**Given records:**

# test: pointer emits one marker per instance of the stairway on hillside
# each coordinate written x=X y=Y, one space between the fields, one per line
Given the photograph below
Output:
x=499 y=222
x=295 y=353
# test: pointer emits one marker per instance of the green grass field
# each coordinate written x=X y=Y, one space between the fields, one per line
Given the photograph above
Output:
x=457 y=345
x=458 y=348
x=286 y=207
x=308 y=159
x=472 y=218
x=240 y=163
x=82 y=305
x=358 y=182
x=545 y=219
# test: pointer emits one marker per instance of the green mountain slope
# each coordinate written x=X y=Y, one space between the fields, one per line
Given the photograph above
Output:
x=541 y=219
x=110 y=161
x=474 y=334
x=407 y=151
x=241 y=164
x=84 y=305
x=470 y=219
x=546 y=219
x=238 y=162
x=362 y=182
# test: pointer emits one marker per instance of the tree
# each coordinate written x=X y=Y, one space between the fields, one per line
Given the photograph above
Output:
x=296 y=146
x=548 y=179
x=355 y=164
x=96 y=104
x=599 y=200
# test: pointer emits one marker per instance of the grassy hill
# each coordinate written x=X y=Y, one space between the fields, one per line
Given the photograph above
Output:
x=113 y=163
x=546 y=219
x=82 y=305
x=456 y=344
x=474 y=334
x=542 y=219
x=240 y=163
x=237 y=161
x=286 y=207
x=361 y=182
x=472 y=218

**About this task:** Every line above that holds the string "pointer" should be copied out.

**Finished task:**
# test: pointer emits one marker per instance of the stairway on hillside
# test: pointer emits one marker per instance of the green grass field
# test: pointer emits one marker per instance of the green mountain slope
# test: pointer emits one marker per instance of the tree
# test: pointer emits one marker per instance of the grassy hill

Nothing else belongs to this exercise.